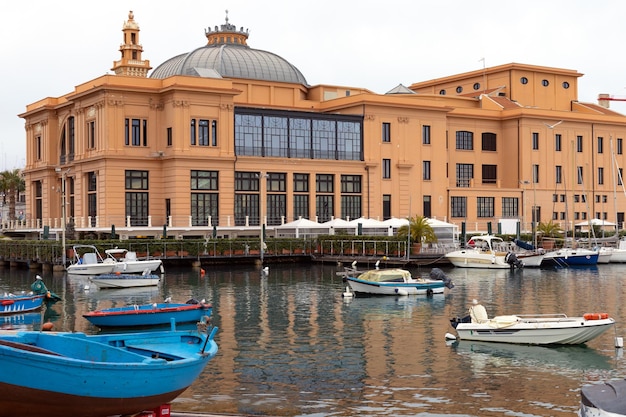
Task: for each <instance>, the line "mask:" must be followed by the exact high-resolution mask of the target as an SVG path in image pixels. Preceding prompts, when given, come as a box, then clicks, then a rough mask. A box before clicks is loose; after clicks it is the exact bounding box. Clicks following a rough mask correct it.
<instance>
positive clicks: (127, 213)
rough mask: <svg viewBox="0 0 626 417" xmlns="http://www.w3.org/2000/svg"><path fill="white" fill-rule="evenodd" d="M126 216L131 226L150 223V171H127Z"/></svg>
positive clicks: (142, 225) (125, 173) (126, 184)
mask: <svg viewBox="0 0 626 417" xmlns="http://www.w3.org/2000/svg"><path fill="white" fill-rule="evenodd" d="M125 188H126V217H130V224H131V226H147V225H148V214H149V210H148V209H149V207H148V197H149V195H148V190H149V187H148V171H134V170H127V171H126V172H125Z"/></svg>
___
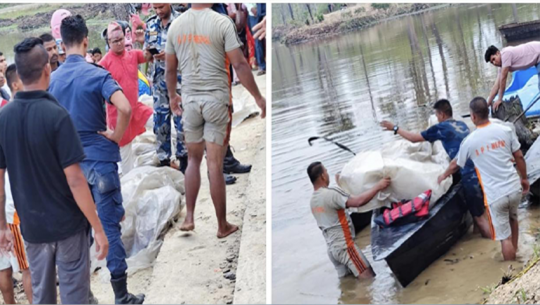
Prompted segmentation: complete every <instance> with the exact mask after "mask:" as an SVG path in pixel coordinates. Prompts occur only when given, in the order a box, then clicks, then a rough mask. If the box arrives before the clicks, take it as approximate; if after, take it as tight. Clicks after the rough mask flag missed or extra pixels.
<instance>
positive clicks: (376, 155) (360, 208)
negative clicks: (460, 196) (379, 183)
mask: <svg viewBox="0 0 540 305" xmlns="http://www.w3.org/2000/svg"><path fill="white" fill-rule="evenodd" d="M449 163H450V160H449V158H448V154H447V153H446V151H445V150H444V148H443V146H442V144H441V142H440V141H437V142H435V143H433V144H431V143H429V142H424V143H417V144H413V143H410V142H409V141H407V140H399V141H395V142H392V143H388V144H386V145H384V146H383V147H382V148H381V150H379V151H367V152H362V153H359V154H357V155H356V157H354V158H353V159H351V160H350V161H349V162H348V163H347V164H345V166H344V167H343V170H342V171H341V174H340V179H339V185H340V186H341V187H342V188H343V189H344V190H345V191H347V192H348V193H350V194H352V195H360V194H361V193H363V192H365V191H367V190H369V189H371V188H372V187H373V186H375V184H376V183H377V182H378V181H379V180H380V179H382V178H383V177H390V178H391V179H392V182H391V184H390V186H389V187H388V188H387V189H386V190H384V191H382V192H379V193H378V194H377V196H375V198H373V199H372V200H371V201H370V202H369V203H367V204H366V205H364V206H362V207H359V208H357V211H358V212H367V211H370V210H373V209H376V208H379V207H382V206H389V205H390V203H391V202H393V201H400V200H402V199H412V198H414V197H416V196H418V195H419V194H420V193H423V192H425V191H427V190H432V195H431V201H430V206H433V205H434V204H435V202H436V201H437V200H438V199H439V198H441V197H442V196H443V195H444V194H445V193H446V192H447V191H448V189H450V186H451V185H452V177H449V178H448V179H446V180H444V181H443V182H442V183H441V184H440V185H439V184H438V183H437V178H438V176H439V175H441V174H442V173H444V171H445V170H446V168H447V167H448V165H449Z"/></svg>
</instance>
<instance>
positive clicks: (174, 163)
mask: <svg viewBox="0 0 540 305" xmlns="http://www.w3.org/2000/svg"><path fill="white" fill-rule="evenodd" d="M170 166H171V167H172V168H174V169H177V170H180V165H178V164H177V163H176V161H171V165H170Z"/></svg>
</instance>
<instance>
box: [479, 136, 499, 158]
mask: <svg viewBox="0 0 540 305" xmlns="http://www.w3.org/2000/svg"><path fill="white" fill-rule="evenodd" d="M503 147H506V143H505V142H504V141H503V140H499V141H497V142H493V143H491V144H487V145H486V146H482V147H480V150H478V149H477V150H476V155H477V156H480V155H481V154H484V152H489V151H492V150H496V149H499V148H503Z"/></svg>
___
What the task requires. For each line in the records that contains the word "rough", make a copy.

Reply.
Task: for each <instance>, the line "mask:" must be followed by the exact high-resolution mask of the target as an SVG path in image pixels. Preceding prompts, when given, come as a box, then clicks, then a rough mask. A box before clicks is loose; after clicks it is the exact bounding box. Clicks following a rough mask correct it.
rough mask: <svg viewBox="0 0 626 417" xmlns="http://www.w3.org/2000/svg"><path fill="white" fill-rule="evenodd" d="M126 216L131 226L150 223V171H127Z"/></svg>
Prompted segmentation: complete every <instance> with the exact mask after "mask:" as an SVG path in pixel coordinates. Prompts occur only when given, in the order a box, then clicks, then a rough mask. If the box arrives before the clicks, take it as approximate; if after, take it as tight. Clicks after the rough mask flag missed or extra pixels.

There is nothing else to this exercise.